Task requirements: According to the text on Licata's history, on what date did the Normans capture the town?

Selected text:
The historical centre of the town, near the coastal castle of Lympiados, dates from the period of Byzantine domination. In 827 the Arabs conquered Licata, and their rule lasted for more than two centuries, ending when the town was captured by the Normans on July 25, 1086. During the Norman-Hohenstaufen age the town flourished and was awarded the title of Cittè Demaniale ("Crown's City").
In 1270 Licata (then having some 7,000 inhabitants) rebelled against Angevine rule as part of the uprising known as the Sicilian Vespers. Thereafter the town came under the control of the Aragonese, who in 1447 granted it the title of fidelissima ("Most Faithful"). In 1553, after the city was sacked by Dragut's corsairs, it was decided to rebuild the walls, together with a large tower which was erected on the summit of Sant'Angelo hill.
Licata began to flourish once more in the 16th century, thanks in part to the presence of a community of Maltese immigrants, and this period of prosperity continued well into the 17th century, when the first settlements appeared outside the wall, housing the growing Maltese community, and numerous buildings were constructed or rebuilt in the Baroque style. The port also enjoyed a period of prosperity, largely resulting from the export of grain.

Source data:
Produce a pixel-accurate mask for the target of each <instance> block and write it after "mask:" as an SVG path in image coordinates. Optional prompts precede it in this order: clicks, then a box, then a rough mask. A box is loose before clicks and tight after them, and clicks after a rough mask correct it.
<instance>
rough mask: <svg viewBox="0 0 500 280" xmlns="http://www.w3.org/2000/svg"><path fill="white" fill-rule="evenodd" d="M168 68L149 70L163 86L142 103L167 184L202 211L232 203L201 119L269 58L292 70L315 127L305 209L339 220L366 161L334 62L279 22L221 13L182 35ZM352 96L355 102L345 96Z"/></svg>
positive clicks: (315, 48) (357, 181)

Output of the task: July 25, 1086